PASSAGE >>

## BEGIN

Scope

This service covers the long-horizon planning that sets direction for a destination: what it will look like in five, ten, or twenty years, and the sequence of decisions required to get there without eroding the assets that make it worth visiting.

It produces a national or regional tourism master plan: a document that sets targets, prioritizes source markets and audiences, sequences infrastructure and product development against demand, and establishes the accountability structure for tracking progress against the plan over its full horizon.

Who It's For

Governments planning a national or regional tourism master plan from scratch
Destinations approaching the end of a multi-year strategy and preparing the next one
DMOs whose current strategy has no measurable targets or accountability structure
Multilateral institutions funding destination development programs

Process

01
Assessment

Current visitor performance, source market mix, infrastructure capacity, and community and environmental carrying capacity against present and projected demand.

02
Priorities

Audience and source market prioritization, target-setting, and the sequencing logic that determines what gets built, marketed, or protected first, and in what order.

03
Plan Development

The master plan document itself, covering targets, market priorities, infrastructure and product sequencing, and the governance structure for tracking progress.

## END

WHAT YOU HAVE TO DO >> Continue the tourism master planning text from its last sentence. The lines after this point come from a different source.

DATA SHOWN >>
## BEGIN

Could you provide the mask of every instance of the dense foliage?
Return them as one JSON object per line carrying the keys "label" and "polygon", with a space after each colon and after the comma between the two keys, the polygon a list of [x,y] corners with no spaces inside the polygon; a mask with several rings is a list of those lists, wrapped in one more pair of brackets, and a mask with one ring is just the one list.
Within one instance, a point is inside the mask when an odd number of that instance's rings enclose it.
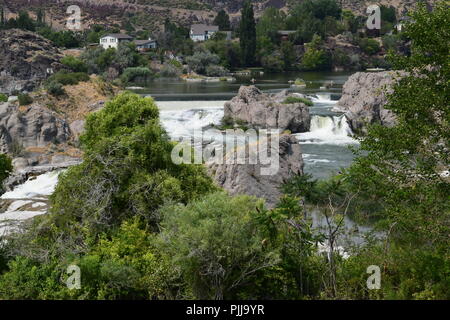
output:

## END

ANSWER >>
04
Measurement Design

The reporting framework and accountability structure built into the plan from the start, in place before the first review cycle.

05
Activation Support

Phased rollout guidance and handover of the plan to the team responsible for executing it.

What You Receive

FAQ

How long is a typical planning horizon?
Horizons vary by mandate and funding source, commonly four to ten years. The plan's own review cadence is defined inside the document, matched to the client's political and fiscal cycle rather than fixed to a single template.
Does this include the marketing program that follows the strategy?
No. This service produces the strategy and its targets. Execution of the resulting marketing program is a separate engagement, see Engagement Types.
Who owns the plan once it's delivered?
The client. The plan and its accountability framework are handed over in full, including the measurement structure needed to report against it independently.
Does this require an existing DMO to be in place?
No. A destination strategy can be developed ahead of DMO formation to establish targets and sequencing before the institution exists, or alongside an existing DMO's operations.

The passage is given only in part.